# YOUR INSTRUCTIONS
Every record below should be retyped exactly, and no picture should appear in the copy.

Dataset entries
┄┄┄┄┄┄┄┄┄┄┄┄┄┄┄┄┄┄┄┄
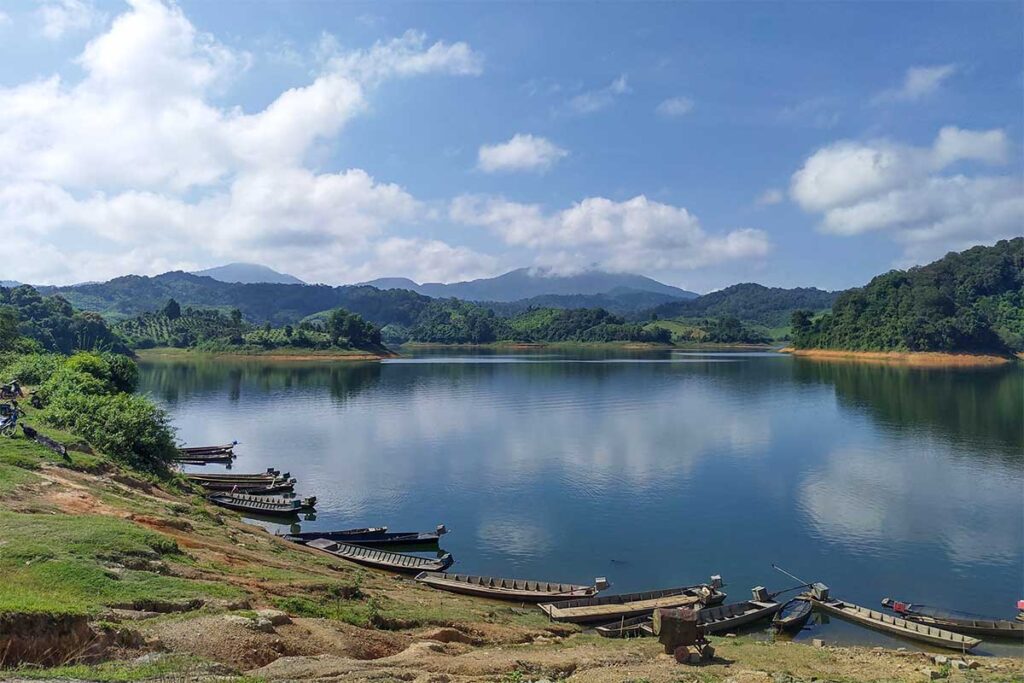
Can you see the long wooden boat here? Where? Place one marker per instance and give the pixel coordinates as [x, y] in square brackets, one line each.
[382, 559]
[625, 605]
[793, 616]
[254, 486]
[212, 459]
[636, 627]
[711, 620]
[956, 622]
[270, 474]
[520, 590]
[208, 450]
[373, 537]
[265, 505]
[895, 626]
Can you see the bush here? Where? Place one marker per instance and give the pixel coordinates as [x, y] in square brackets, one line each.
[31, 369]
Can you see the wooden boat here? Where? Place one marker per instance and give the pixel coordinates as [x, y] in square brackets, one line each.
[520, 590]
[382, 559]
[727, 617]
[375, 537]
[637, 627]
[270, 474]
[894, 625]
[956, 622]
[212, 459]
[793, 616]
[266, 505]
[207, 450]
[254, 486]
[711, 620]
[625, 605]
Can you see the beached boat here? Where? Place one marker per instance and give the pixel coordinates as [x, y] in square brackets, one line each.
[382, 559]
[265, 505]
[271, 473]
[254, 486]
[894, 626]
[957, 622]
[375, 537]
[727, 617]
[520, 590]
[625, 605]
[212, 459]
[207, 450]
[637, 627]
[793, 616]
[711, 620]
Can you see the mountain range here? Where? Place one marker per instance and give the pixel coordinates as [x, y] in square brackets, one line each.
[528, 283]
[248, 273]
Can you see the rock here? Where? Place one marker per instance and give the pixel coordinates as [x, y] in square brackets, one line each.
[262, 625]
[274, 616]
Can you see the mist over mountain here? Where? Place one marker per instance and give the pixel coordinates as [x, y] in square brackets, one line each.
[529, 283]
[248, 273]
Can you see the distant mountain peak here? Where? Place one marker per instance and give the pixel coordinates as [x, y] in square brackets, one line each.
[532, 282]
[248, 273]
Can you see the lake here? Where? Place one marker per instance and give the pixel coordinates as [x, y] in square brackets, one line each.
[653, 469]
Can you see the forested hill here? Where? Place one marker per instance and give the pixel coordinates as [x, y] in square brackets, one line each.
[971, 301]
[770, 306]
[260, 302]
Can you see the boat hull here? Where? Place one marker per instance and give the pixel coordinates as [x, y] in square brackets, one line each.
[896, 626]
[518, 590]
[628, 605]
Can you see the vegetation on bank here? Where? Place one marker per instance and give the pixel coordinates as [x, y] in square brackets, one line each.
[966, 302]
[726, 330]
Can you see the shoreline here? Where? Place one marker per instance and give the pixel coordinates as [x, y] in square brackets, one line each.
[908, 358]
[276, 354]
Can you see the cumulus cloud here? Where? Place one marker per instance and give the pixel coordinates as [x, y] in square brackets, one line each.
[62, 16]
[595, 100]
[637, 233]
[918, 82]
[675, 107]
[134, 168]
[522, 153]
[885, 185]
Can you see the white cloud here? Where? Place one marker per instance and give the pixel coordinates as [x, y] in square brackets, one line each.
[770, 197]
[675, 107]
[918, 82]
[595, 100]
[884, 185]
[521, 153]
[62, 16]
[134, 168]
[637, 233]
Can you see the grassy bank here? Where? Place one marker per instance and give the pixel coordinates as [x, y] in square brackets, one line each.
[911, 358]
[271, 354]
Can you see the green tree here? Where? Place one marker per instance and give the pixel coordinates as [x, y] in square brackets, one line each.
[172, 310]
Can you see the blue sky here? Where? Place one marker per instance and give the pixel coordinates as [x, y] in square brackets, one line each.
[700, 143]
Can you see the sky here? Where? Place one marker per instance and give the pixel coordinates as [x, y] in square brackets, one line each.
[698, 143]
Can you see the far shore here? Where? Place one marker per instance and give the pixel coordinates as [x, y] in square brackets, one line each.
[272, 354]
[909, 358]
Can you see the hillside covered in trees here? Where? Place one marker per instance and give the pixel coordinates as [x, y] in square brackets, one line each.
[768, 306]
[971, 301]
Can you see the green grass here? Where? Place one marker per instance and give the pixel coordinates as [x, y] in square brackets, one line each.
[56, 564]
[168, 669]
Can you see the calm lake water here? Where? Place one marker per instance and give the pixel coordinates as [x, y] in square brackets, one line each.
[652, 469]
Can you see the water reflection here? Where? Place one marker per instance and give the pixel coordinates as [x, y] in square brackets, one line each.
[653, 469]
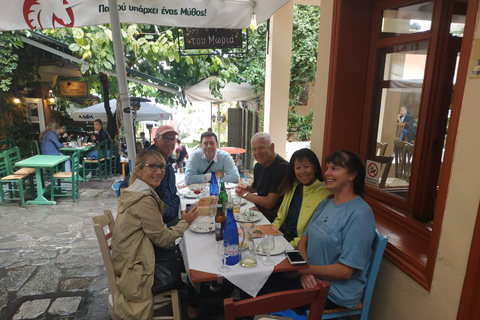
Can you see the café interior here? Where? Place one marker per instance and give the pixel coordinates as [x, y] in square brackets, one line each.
┄┄┄┄┄┄┄┄┄┄┄┄┄┄┄┄┄┄┄┄
# TASK ANSWER
Can you see the long wooden boat here? Where? Place one marker per instance and give the pixel coordinates as [x, y] in square brackets, one line each.
[382, 559]
[625, 605]
[793, 616]
[254, 486]
[212, 459]
[636, 627]
[711, 620]
[956, 622]
[270, 474]
[520, 590]
[208, 450]
[373, 537]
[265, 505]
[895, 626]
Can you see the bush here? Where? Place one marker per instance and give the pixel coordinates as [x, y] in square brackets, one line each.
[31, 369]
Can you see the wooden boat here? Where? Place one marker per instance and give the pixel coordinates as [x, y] in square brackets, one line each.
[520, 590]
[382, 559]
[727, 617]
[375, 537]
[637, 627]
[270, 474]
[894, 625]
[956, 622]
[212, 459]
[793, 616]
[266, 505]
[207, 450]
[254, 486]
[711, 620]
[625, 605]
Can you see the beached boat here? Where? Place one marker per instance and give the pixel coordinates as [x, y] in square brackets, one line each.
[382, 559]
[265, 505]
[271, 473]
[254, 486]
[894, 626]
[957, 622]
[375, 537]
[727, 617]
[520, 590]
[625, 605]
[212, 459]
[207, 450]
[637, 627]
[793, 616]
[711, 620]
Can you see the mountain range here? Where? Place one marker per instance and give the pixel coordinates as [x, y] in square brackets, one line each.
[528, 283]
[248, 273]
Can you see the rock here? Where? Place one marker per instance and give the pixel coordinates as [x, y] in square brackets, one line each.
[262, 625]
[274, 616]
Can you see the mist over mountain here? Where? Place one marker per instance and give the pixel coordinates as [x, y] in square brackets, one line each.
[529, 283]
[248, 273]
Can you see the distant mountain peak here? Where? Place one marker per instance and give the pixel coordinates as [x, y] in square brackets, one line each.
[532, 282]
[248, 273]
Can you see the lake here? Where? Place one marker per instance and give the pixel coordinates as [x, y] in square brackets, one line each.
[653, 469]
Can you see the forested hill here? Where? Place one marker per instance and give the pixel coordinates as [x, y] in square brackets, one line each.
[971, 301]
[770, 306]
[260, 302]
Can you see the boat hull here? Where? Place one marker per instance and give the pixel coordinates as [x, y] in square brackets, one line each.
[896, 626]
[518, 590]
[628, 605]
Can you see the vegetation on bank here? Where? Place one marker per instance and give the pixel coordinates as [x, y] in square brackets, one line each.
[966, 302]
[726, 330]
Can you see the shoreline here? Where? Place one marker per instance and give the pixel coordinates as [x, y] in square brackets, one line each.
[908, 358]
[276, 354]
Can you see the cumulus cloud here? Where? Place one marker per instance and give the pixel coordinates as [x, y] in square brackets, one line each.
[62, 16]
[595, 100]
[637, 233]
[918, 82]
[675, 107]
[134, 168]
[522, 153]
[885, 185]
Can you see the white cloud here? Where? Place one marker per instance and give the pixel coordinates as [x, y] in square brackets, one line each.
[770, 197]
[675, 107]
[918, 82]
[595, 100]
[884, 185]
[521, 153]
[62, 16]
[134, 168]
[637, 233]
Can you see the grassy bank here? Where? Place one marker per instance and give the pixel coordinates as [x, y] in square brackets, one line each.
[911, 358]
[271, 354]
Can you see the green tree here? Where? Place one marker per instance and give the pixel coordinates as [x, y] in square brackets, one line each.
[172, 310]
Can you see the blue sky here? Where? Place one marker per instance and give the pixel coordinates as [x, y] in square brackets, one line each.
[700, 143]
Can you see the sky here? Where? Place one marker per instance and give the pixel coordinates as [x, y] in square brackets, one line each.
[698, 143]
Can you see the far shore here? Where? Place one marker per instance and give the pixel coordinates as [x, y] in square brackets, one line each.
[272, 354]
[909, 358]
Can you see the hillside covered in trees here? Where? Place one marker per instance and give the pixel coordinates as [x, y] in square brackets, one line each.
[768, 306]
[971, 301]
Can you see the green grass here? Where? Place one marker per instance and give the pixel coordinates as [x, y] in square brackets, one line each.
[56, 564]
[168, 669]
Can you see the calm lake water here? Where? Place one marker per instance and give the pixel coordinates as [x, y] in square brackets, one line each.
[652, 469]
Can you see the water reflection here? Where? Place one marker per instance and give the pixel coordinates as [x, y] in square brackets, one line each.
[653, 469]
Can you see the café interior here? Where? Place one marker per instance and give the pixel coordinates as [x, y] in square brackets, one line each.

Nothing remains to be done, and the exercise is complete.